- [Passage to read]:
INTRODUCTION

 

 

In 1946 or 1947, at a late-ish midpoint of his life, but effectively when his career was beginning (all three, mid-point, career, and life were rather skewed by the Third Reich), Günter Eich prepared a CV to be made public at a reading or readings. He had recently written poems (“Camp 16” and “Inventory” and others) that were a departure from his early manner and wanted to indicate as much, and perhaps to warn listeners. I quote the whole of it, partly for the facts, partly for the dry pleasure of Eich’s understatement:

I was born on 1 February 1907 in Lebus, a little one-horse town that now straddles the German border. From the hills on the left bank of the Oder I can look across the river and see the house I was born in, now in Polish hands. I grew up in various towns and villages dotted over Brandenburg. My earliest aim in life was to be a coachman. But once I learned to read, this rather exact ambition was somehow smudged by Meyer’s encyclopedia, the weightiest book in my father’s possession. The world was full of color and complication, that was what I took from this miracle of erudition. Unfortunately, we didn’t have the volumes from R to Z—and the want of them shows in me to this day.

- [Required task 1]:
Count the lines of the records that contain the string "glass", treating uppercase and lowercase letters as distinct. Give only the number.
The introduction and the records are unrelated material.

- [Material for this exercise]:
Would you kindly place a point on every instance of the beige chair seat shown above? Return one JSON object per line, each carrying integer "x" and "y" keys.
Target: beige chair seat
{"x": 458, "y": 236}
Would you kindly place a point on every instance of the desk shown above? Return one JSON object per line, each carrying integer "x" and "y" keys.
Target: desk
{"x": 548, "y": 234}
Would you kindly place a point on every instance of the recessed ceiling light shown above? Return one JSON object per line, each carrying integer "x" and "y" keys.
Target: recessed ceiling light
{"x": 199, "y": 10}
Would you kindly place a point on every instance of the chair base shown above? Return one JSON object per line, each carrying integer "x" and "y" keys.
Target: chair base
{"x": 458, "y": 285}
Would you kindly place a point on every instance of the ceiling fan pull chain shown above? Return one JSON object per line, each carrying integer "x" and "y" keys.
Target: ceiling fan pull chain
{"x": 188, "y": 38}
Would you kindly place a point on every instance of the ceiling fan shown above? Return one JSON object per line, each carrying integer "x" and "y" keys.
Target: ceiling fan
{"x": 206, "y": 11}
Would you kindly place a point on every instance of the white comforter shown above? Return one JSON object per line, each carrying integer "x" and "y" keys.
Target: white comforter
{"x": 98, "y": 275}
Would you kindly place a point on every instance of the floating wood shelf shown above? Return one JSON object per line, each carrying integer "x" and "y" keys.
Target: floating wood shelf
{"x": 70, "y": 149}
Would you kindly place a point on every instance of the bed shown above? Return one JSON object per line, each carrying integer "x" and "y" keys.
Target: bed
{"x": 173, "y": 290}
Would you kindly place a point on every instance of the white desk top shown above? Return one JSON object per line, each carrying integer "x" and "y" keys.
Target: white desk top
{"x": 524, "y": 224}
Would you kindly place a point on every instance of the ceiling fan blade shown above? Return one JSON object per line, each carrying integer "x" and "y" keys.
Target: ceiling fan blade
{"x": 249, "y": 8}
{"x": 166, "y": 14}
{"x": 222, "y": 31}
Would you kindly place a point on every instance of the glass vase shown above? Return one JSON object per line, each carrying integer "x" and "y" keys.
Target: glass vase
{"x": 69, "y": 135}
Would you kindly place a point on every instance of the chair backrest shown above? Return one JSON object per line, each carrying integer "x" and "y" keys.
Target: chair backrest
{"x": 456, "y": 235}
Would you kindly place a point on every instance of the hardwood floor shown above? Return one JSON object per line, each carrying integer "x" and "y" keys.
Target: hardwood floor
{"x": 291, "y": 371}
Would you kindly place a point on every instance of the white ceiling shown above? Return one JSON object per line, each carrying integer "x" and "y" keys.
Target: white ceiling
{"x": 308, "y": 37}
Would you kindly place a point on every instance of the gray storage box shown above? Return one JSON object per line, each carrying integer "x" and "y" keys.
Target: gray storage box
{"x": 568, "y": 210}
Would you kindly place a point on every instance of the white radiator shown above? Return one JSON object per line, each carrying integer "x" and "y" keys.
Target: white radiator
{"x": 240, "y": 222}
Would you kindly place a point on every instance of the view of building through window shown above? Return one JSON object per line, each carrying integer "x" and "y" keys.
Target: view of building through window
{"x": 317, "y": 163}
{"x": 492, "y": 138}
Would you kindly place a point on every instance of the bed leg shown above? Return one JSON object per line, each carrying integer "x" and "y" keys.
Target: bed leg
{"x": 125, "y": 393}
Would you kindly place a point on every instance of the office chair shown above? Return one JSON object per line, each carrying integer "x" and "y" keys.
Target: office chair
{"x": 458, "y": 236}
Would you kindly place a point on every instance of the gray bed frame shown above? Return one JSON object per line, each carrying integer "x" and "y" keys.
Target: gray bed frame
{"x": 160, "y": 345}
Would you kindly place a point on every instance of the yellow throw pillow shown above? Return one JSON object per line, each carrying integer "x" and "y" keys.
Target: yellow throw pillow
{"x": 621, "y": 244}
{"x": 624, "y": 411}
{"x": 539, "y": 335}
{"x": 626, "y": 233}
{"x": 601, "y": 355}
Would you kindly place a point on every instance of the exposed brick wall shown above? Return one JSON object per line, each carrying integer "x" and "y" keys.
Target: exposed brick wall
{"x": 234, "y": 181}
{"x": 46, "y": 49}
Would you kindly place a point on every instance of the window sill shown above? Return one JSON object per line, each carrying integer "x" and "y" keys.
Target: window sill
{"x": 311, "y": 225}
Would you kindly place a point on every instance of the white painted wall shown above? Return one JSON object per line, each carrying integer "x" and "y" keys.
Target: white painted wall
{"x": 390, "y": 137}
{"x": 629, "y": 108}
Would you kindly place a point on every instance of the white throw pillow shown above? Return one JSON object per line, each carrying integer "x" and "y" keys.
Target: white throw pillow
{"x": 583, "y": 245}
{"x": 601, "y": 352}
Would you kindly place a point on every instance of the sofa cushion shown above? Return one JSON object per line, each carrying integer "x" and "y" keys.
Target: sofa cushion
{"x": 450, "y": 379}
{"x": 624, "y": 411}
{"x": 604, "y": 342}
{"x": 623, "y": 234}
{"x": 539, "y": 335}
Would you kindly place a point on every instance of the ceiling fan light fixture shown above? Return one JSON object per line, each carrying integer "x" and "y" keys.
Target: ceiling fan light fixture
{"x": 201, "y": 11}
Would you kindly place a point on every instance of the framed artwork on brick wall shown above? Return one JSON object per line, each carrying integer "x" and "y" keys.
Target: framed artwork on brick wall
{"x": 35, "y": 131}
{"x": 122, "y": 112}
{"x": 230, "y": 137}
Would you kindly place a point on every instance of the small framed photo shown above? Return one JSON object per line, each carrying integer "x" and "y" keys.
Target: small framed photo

* * *

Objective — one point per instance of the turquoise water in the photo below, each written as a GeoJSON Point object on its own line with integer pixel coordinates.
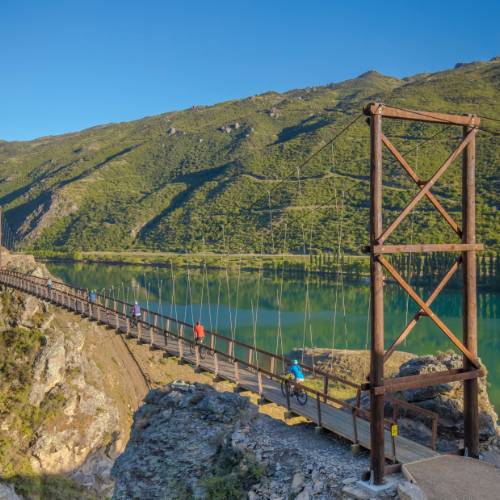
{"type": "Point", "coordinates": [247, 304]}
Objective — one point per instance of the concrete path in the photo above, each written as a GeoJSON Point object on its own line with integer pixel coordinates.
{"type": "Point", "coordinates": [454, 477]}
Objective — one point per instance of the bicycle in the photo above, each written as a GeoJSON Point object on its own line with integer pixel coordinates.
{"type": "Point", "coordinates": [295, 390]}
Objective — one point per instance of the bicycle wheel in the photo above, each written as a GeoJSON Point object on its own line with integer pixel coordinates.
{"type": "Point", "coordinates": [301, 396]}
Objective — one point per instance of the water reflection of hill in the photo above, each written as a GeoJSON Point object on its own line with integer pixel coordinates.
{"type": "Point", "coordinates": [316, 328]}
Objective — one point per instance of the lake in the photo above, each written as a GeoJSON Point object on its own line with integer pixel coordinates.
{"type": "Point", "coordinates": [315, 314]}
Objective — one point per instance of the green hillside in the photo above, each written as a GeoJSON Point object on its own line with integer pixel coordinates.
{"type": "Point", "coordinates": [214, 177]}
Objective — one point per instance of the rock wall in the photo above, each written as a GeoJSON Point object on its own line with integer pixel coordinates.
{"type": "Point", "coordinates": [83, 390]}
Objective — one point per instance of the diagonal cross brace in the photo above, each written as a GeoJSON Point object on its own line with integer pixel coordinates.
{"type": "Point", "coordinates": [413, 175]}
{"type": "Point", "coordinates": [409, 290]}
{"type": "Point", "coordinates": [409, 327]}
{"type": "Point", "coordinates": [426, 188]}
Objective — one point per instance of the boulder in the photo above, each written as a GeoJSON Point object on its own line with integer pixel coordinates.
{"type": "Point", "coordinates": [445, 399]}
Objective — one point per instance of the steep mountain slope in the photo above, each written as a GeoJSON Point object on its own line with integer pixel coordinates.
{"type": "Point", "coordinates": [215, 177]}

- [Required task 2]:
From the introduction, copy word for word the passage starting with "I was born on" and going on through "to this day.".

- [Solution 1]:
2

- [Solution 2]:
I was born on 1 February 1907 in Lebus, a little one-horse town that now straddles the German border. From the hills on the left bank of the Oder I can look across the river and see the house I was born in, now in Polish hands. I grew up in various towns and villages dotted over Brandenburg. My earliest aim in life was to be a coachman. But once I learned to read, this rather exact ambition was somehow smudged by Meyer’s encyclopedia, the weightiest book in my father’s possession. The world was full of color and complication, that was what I took from this miracle of erudition. Unfortunately, we didn’t have the volumes from R to Z—and the want of them shows in me to this day.